_DIRECTIONS_
Set the whole listing down again, word for word, with no pictures.

►

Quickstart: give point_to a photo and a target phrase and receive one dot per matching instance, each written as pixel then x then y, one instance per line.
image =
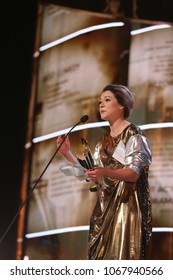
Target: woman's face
pixel 109 108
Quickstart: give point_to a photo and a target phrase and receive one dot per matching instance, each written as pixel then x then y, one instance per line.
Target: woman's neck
pixel 118 126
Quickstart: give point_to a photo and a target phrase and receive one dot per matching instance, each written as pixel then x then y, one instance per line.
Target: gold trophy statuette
pixel 87 162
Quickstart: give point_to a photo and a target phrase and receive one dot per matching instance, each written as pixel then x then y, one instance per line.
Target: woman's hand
pixel 65 148
pixel 95 174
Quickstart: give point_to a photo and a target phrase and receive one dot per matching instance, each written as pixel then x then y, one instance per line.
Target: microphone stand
pixel 82 120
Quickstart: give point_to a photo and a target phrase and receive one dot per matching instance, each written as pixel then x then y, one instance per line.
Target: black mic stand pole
pixel 82 120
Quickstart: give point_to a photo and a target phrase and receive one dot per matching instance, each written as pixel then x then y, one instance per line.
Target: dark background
pixel 17 45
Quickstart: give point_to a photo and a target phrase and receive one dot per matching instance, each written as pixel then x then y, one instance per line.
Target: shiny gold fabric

◄

_ANSWER BELOW_
Quickstart: give point_to a photo and a target phrase and receive one dot per matching instance, each written as pixel then x then y, one instance per line.
image =
Target: woman's face
pixel 109 108
Quickstart: give point_to a photo and a target phrase and receive one dot per matching instance, each written as pixel then x then y, one instance per line.
Target: woman's neck
pixel 118 126
Quickstart: give point_to a photo and a target phrase and receive one dot per matching instance, each written as pixel then x then y, one instance per line.
Target: gold trophy statuette
pixel 87 162
Quickstart: give point_to a photo and a target phrase and receive one dot per matching instance, each written as pixel then x then y, one instance per line.
Target: woman's hand
pixel 65 148
pixel 95 174
Quickstart: give point_to a photo and a target phrase and receive one dot per matching instance, each written as pixel then x then y, one instance per line.
Target: microphone stand
pixel 82 120
Quickstart: give point_to a photo and a target phrase and receive one dot per matching instance, each written as pixel then x then y, one instance per line.
Target: black mic stand pole
pixel 82 120
Quickstart: give point_to a photo and a target phrase and receive one dot per matching instance, each written as pixel then x then y, one instance per line.
Target: dark background
pixel 17 45
Quickstart: give point_to a photo and a target phrase and receive one dot per matching instance, each written as pixel then x then y, one instance per line.
Target: shiny gold fabric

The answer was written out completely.